Reading text |
--*--
No Still Photography Allowed

No Still Photography Allowed

If that were only the truth!

I just finished my nine day odyssey at the 2012 Sony Open in Hawaii.  I’ve had my complete fill of sun, pollen, sunburn, Old Spice, pesticides, idiot volunteers, and sensitive golfers.  Oh how we marched and humped the flat yet hot course out at the Waialae Country Club chasing Ryo-kun and any golfer who dared to stray into first place for those few 100 yards or so.

I’ve shot the Sony Open in Honolulu for the last several years and it never seems to get any easier with all the running around and struggles of the course and not to mention the hours of being out in the sun.  Every year at the end of the tourney, I get what I call a sun cold…better yet, a golf cold.  I have my face down in the grass for multiple days inhaling all the pollen and pesticides I could ever want in a long drawn out week.  Come wednesday, I get sneezy, congested, and irritable.  The irritability just might be my irascible personality run afoul by the incomprehensible logic of volunteer marshals, the errant golf balls from the Pro Amers, and a weighty 400mm F2.8 lens digging into my neck muscles.
--*--
Given data |
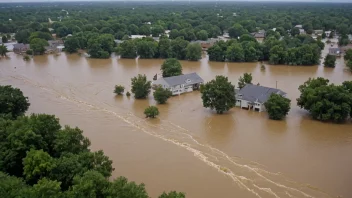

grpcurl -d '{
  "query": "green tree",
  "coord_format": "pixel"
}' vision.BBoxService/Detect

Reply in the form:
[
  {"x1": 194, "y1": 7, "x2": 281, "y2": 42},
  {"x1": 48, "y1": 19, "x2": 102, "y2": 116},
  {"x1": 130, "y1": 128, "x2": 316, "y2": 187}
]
[
  {"x1": 23, "y1": 149, "x2": 55, "y2": 183},
  {"x1": 207, "y1": 44, "x2": 225, "y2": 61},
  {"x1": 131, "y1": 74, "x2": 151, "y2": 99},
  {"x1": 128, "y1": 24, "x2": 139, "y2": 35},
  {"x1": 264, "y1": 94, "x2": 291, "y2": 120},
  {"x1": 159, "y1": 191, "x2": 186, "y2": 198},
  {"x1": 65, "y1": 36, "x2": 80, "y2": 53},
  {"x1": 104, "y1": 177, "x2": 149, "y2": 198},
  {"x1": 153, "y1": 86, "x2": 172, "y2": 104},
  {"x1": 32, "y1": 178, "x2": 62, "y2": 198},
  {"x1": 53, "y1": 126, "x2": 91, "y2": 156},
  {"x1": 343, "y1": 49, "x2": 352, "y2": 61},
  {"x1": 200, "y1": 76, "x2": 236, "y2": 114},
  {"x1": 291, "y1": 27, "x2": 300, "y2": 36},
  {"x1": 0, "y1": 85, "x2": 30, "y2": 118},
  {"x1": 226, "y1": 43, "x2": 244, "y2": 62},
  {"x1": 0, "y1": 44, "x2": 9, "y2": 56},
  {"x1": 238, "y1": 73, "x2": 253, "y2": 89},
  {"x1": 118, "y1": 40, "x2": 137, "y2": 58},
  {"x1": 158, "y1": 39, "x2": 172, "y2": 58},
  {"x1": 324, "y1": 54, "x2": 336, "y2": 67},
  {"x1": 144, "y1": 106, "x2": 159, "y2": 118},
  {"x1": 197, "y1": 30, "x2": 208, "y2": 41},
  {"x1": 229, "y1": 23, "x2": 247, "y2": 38},
  {"x1": 171, "y1": 37, "x2": 189, "y2": 60},
  {"x1": 1, "y1": 35, "x2": 8, "y2": 43},
  {"x1": 15, "y1": 30, "x2": 31, "y2": 43},
  {"x1": 114, "y1": 85, "x2": 125, "y2": 95},
  {"x1": 297, "y1": 78, "x2": 352, "y2": 122},
  {"x1": 346, "y1": 60, "x2": 352, "y2": 72},
  {"x1": 160, "y1": 58, "x2": 182, "y2": 78},
  {"x1": 186, "y1": 43, "x2": 202, "y2": 61},
  {"x1": 137, "y1": 40, "x2": 158, "y2": 58},
  {"x1": 68, "y1": 171, "x2": 109, "y2": 198},
  {"x1": 30, "y1": 38, "x2": 49, "y2": 54}
]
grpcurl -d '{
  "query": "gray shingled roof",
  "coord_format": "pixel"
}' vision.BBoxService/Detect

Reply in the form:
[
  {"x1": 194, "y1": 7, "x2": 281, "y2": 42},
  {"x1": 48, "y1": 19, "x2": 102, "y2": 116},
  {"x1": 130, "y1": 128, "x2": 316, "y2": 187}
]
[
  {"x1": 164, "y1": 73, "x2": 204, "y2": 86},
  {"x1": 238, "y1": 84, "x2": 286, "y2": 103}
]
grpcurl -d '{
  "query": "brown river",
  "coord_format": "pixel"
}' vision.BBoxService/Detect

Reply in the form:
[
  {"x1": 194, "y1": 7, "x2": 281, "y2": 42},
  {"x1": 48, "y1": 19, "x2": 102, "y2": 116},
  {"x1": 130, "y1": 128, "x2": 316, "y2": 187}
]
[{"x1": 0, "y1": 41, "x2": 352, "y2": 198}]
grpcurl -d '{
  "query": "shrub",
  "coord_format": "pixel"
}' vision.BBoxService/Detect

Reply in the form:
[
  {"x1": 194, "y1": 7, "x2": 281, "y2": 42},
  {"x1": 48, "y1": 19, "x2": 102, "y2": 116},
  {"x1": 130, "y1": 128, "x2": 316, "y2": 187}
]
[
  {"x1": 114, "y1": 85, "x2": 125, "y2": 95},
  {"x1": 144, "y1": 106, "x2": 159, "y2": 118}
]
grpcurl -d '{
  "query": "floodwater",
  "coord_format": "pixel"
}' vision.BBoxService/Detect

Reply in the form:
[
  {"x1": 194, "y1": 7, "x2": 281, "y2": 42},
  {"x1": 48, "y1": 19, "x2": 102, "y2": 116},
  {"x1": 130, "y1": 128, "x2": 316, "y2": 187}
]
[{"x1": 0, "y1": 41, "x2": 352, "y2": 198}]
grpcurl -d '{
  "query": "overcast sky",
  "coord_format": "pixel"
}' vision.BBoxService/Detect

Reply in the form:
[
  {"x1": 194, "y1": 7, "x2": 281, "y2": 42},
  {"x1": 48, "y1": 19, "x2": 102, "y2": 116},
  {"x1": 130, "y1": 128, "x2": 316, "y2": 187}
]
[
  {"x1": 0, "y1": 0, "x2": 352, "y2": 3},
  {"x1": 0, "y1": 0, "x2": 352, "y2": 3}
]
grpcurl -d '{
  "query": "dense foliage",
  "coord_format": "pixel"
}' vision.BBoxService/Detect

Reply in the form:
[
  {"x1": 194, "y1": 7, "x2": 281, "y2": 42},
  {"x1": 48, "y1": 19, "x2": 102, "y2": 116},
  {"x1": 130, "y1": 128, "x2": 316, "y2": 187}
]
[
  {"x1": 0, "y1": 86, "x2": 185, "y2": 198},
  {"x1": 160, "y1": 58, "x2": 182, "y2": 78},
  {"x1": 0, "y1": 85, "x2": 29, "y2": 119},
  {"x1": 264, "y1": 94, "x2": 291, "y2": 120},
  {"x1": 0, "y1": 1, "x2": 352, "y2": 62},
  {"x1": 114, "y1": 85, "x2": 125, "y2": 95},
  {"x1": 238, "y1": 73, "x2": 253, "y2": 89},
  {"x1": 200, "y1": 76, "x2": 236, "y2": 114},
  {"x1": 153, "y1": 86, "x2": 172, "y2": 104},
  {"x1": 131, "y1": 74, "x2": 152, "y2": 99},
  {"x1": 324, "y1": 54, "x2": 336, "y2": 67},
  {"x1": 144, "y1": 106, "x2": 159, "y2": 118},
  {"x1": 297, "y1": 77, "x2": 352, "y2": 122}
]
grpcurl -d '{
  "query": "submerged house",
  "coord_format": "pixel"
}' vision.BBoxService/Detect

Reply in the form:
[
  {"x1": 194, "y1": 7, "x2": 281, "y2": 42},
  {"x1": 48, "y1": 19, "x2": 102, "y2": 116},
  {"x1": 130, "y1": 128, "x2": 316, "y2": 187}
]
[
  {"x1": 13, "y1": 43, "x2": 30, "y2": 54},
  {"x1": 236, "y1": 84, "x2": 286, "y2": 112},
  {"x1": 153, "y1": 73, "x2": 204, "y2": 95},
  {"x1": 329, "y1": 47, "x2": 341, "y2": 56}
]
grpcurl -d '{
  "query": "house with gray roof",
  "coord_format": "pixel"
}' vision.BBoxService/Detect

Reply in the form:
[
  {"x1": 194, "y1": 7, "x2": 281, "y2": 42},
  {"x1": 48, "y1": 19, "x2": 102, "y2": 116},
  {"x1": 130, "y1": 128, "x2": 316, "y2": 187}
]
[
  {"x1": 329, "y1": 47, "x2": 341, "y2": 56},
  {"x1": 13, "y1": 43, "x2": 30, "y2": 54},
  {"x1": 236, "y1": 84, "x2": 286, "y2": 112},
  {"x1": 153, "y1": 72, "x2": 204, "y2": 95}
]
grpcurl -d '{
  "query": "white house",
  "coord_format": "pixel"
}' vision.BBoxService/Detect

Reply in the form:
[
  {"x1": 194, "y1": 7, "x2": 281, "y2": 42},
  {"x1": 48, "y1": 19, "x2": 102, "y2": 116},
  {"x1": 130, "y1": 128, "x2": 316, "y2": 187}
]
[
  {"x1": 236, "y1": 84, "x2": 286, "y2": 112},
  {"x1": 153, "y1": 73, "x2": 204, "y2": 95}
]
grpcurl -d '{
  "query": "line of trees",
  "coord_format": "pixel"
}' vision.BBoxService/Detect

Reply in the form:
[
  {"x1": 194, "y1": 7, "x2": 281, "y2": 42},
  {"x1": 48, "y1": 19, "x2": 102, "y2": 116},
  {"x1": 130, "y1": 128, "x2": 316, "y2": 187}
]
[
  {"x1": 208, "y1": 32, "x2": 324, "y2": 65},
  {"x1": 0, "y1": 86, "x2": 185, "y2": 198}
]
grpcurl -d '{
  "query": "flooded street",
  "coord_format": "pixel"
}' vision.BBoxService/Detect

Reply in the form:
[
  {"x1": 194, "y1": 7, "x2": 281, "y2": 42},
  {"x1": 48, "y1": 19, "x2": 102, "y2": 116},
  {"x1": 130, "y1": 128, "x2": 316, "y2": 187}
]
[{"x1": 0, "y1": 43, "x2": 352, "y2": 198}]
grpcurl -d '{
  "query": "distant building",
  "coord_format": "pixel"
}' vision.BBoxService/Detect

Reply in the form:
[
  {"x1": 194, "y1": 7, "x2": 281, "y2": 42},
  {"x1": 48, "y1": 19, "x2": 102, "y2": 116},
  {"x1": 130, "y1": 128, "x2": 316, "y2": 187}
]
[
  {"x1": 13, "y1": 43, "x2": 30, "y2": 54},
  {"x1": 325, "y1": 31, "x2": 331, "y2": 38},
  {"x1": 153, "y1": 73, "x2": 204, "y2": 95},
  {"x1": 236, "y1": 84, "x2": 286, "y2": 112},
  {"x1": 329, "y1": 47, "x2": 341, "y2": 56},
  {"x1": 130, "y1": 35, "x2": 147, "y2": 39},
  {"x1": 299, "y1": 29, "x2": 306, "y2": 35},
  {"x1": 314, "y1": 30, "x2": 324, "y2": 36}
]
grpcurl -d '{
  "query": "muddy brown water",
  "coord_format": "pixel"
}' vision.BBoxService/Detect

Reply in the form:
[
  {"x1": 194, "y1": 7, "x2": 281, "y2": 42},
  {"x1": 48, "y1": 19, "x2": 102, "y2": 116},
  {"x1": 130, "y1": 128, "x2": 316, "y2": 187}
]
[{"x1": 0, "y1": 41, "x2": 352, "y2": 198}]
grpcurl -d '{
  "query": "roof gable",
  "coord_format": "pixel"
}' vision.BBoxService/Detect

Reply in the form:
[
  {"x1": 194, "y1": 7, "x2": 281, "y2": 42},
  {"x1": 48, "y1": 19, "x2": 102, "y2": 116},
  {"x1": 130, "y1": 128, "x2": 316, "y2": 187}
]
[
  {"x1": 163, "y1": 72, "x2": 204, "y2": 86},
  {"x1": 238, "y1": 84, "x2": 286, "y2": 103}
]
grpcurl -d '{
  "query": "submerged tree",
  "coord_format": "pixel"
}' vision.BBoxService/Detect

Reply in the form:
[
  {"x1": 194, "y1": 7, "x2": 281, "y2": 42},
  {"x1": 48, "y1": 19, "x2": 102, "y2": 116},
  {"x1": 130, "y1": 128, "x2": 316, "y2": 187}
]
[
  {"x1": 131, "y1": 74, "x2": 152, "y2": 99},
  {"x1": 324, "y1": 54, "x2": 336, "y2": 67},
  {"x1": 238, "y1": 73, "x2": 253, "y2": 89},
  {"x1": 200, "y1": 76, "x2": 236, "y2": 114},
  {"x1": 153, "y1": 86, "x2": 172, "y2": 104},
  {"x1": 264, "y1": 94, "x2": 291, "y2": 120},
  {"x1": 114, "y1": 85, "x2": 125, "y2": 95},
  {"x1": 144, "y1": 106, "x2": 159, "y2": 118}
]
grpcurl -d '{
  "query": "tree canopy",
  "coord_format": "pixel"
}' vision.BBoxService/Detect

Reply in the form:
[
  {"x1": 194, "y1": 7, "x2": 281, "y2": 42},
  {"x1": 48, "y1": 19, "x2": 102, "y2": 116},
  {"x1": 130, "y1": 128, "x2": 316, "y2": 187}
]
[
  {"x1": 0, "y1": 86, "x2": 184, "y2": 198},
  {"x1": 297, "y1": 77, "x2": 352, "y2": 122},
  {"x1": 264, "y1": 94, "x2": 291, "y2": 120},
  {"x1": 200, "y1": 76, "x2": 236, "y2": 114}
]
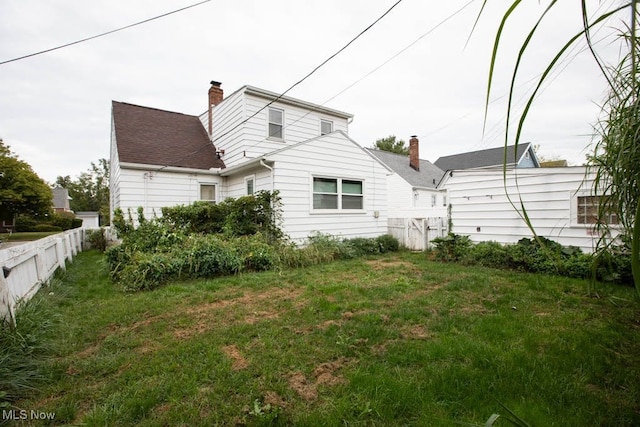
--*--
The request |
In the Sony Open post, what lens digs into the writer's neck muscles?

Solution for this exercise |
A weighty 400mm F2.8 lens.